[[ Text shown open ]]

Marketing QBR Template (2026): Quarterly Business Review for Marketing Teams
A marketing QBR needs 7 sections: prior-quarter results, channel performance, funnel health, unit economics, strategic learnings, next-quarter plan, asks. Copy-ready 60-minute agenda with field-level guidance.
Marketing QBR Template (2026): Quarterly Business Review for Marketing Teams
A marketing QBR (Quarterly Business Review) is the cross-functional meeting where marketing's last-quarter performance gets reviewed by leadership and next-quarter plans get aligned with sales and finance. The version that produces decisions - rather than just status updates - covers seven sections in a 60-minute window: prior-quarter results, channel performance, funnel health, unit economics, strategic learnings, next-quarter plan, asks. Every QBR should end with 2-3 named asks; without them, the meeting was a status update, not a review.
Key takeaways
- Seven-section structure: prior-quarter results, channel performance, funnel health, unit economics, strategic learnings, next-quarter plan, asks.
- 60 minutes is the standard duration; 75 minutes for strategic or new relationships. Beyond 75 minutes, attention drops and decisions don't get made.
- Every QBR ends with 2-3 named asks - specific decisions or approvals the marketing team needs from cross-functional leadership.
- The unit-economics section is what earns budget renewal. Show CAC, LTV:CAC, payback period in relation to last quarter's plan.
- Internal marketing QBRs (within the function) differ from cross-functional marketing QBRs - both have value but solve different problems.
Why marketing QBRs become status updates
A marketing team holds a quarterly business review with the sales and finance leads, walks through 30 slides of last-quarter performance, and ends the meeting with "good discussion, thanks everyone." No decisions were made; no asks were named; no commitments were captured. The QBR becomes a recurring calendar event that everyone tolerates but no one actually values. The structure that fixes this is rigid: every section must produce either an alignment (we agree on X) or a decision (we will or won't do Y), and the meeting must end with named asks.
Marketing QBR: the quarterly cross-functional meeting where marketing reviews the prior quarter's performance, aligns with sales and finance on next-quarter targets and budget, and surfaces strategic decisions that require leadership input.
01 - Section 1: Prior-Quarter Results
First 10 minutes. The summary of what happened last quarter against the plan.

[[ Text shown closed ]]

Work instructions:
• a. Revise the marketing QBR template from "- Every QBR" up to and including "last quarter's plan.", replacing "budget renewal" with "budget approval".
• b. According to the marketing QBR template, what is the standard duration of a marketing QBR?
The listing after this text has no role in this work.

[[ Provided records open ]]

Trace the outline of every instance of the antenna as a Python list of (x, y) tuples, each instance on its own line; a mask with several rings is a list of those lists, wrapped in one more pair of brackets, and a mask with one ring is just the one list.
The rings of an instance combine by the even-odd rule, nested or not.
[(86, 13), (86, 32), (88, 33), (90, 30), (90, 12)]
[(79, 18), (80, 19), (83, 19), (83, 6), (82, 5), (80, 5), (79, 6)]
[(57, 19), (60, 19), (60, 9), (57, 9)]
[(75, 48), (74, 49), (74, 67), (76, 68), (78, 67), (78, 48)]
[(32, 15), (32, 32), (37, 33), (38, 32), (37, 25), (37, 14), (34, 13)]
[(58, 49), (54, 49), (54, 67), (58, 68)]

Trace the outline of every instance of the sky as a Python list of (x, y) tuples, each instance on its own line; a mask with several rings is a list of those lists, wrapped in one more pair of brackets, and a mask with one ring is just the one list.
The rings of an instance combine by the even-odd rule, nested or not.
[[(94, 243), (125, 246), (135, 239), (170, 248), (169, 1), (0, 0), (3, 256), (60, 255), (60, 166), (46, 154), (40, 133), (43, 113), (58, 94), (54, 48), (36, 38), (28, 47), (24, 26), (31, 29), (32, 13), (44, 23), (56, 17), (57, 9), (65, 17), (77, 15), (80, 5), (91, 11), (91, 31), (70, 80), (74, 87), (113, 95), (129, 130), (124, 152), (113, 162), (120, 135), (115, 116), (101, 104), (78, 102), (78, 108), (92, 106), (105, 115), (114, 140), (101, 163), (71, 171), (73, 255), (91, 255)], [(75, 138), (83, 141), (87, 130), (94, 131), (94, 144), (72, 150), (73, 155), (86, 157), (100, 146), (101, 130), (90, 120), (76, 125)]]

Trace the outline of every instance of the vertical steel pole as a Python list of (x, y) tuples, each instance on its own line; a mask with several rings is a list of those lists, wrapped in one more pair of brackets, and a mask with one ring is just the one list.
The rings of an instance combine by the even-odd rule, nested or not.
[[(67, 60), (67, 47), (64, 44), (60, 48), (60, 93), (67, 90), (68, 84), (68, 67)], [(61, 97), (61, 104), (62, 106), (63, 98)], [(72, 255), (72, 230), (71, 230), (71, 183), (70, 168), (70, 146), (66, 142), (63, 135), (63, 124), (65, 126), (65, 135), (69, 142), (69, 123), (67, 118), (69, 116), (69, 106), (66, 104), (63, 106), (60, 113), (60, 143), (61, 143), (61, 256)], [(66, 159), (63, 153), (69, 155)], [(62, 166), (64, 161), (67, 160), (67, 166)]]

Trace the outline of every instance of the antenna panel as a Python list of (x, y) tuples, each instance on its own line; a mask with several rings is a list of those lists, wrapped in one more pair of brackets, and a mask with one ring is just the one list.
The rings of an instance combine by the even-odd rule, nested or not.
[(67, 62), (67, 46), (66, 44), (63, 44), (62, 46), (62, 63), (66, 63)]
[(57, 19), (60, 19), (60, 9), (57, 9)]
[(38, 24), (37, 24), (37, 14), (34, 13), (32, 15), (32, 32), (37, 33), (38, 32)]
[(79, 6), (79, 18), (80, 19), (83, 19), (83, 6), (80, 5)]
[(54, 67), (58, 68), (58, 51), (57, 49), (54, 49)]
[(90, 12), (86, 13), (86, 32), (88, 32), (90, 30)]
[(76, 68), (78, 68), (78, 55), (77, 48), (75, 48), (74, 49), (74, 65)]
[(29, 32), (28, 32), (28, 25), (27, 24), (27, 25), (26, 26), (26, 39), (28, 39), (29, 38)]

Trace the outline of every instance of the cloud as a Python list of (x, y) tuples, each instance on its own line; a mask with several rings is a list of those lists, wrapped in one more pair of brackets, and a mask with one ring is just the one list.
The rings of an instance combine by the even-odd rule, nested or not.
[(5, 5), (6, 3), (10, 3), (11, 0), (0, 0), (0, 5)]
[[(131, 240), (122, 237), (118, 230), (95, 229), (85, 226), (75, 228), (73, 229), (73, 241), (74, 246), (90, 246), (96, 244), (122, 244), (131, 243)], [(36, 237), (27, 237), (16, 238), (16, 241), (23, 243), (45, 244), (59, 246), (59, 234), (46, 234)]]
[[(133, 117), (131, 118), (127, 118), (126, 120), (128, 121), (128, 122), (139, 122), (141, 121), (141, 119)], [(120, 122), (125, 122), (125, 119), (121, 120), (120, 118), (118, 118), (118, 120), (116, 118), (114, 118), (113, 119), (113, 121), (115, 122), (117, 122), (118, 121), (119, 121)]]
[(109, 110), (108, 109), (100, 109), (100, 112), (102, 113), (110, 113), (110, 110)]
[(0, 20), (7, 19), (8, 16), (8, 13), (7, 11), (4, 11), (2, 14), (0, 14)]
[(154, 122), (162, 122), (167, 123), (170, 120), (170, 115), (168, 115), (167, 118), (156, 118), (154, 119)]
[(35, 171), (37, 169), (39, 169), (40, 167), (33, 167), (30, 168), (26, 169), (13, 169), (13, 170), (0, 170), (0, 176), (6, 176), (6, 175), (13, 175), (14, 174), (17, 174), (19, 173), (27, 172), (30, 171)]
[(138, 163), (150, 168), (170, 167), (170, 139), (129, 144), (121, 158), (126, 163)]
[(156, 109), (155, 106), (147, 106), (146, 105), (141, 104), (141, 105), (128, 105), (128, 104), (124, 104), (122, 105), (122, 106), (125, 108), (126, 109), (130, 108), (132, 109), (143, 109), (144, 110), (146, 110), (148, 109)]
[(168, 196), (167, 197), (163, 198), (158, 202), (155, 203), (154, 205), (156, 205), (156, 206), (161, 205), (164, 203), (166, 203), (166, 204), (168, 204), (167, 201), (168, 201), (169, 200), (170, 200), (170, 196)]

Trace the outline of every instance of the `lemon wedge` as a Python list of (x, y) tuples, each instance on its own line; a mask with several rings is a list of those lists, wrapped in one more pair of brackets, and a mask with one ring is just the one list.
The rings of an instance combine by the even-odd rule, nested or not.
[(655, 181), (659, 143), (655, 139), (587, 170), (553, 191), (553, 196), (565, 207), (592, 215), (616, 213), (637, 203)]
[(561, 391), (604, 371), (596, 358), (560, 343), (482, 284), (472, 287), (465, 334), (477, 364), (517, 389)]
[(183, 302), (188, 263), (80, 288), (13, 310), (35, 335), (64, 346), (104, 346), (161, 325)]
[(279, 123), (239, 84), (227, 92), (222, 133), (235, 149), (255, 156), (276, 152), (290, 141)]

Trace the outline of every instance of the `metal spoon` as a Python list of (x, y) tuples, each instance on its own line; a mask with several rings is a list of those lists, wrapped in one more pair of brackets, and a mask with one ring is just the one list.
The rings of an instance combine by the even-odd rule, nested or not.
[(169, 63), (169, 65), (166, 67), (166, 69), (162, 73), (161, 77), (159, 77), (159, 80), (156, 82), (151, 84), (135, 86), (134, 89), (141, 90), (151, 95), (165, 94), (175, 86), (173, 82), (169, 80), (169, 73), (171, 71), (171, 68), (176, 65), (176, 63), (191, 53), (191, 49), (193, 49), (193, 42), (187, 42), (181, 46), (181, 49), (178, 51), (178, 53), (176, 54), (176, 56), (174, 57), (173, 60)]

[[ Provided records closed ]]

Task-by-task outputs:
• a.
- Every QBR ends with 2-3 named asks - specific decisions or approvals the marketing team needs from cross-functional leadership.
- The unit-economics section is what earns budget approval. Show CAC, LTV:CAC, payback period in relation to last quarter's plan.

• b. 60 minutes.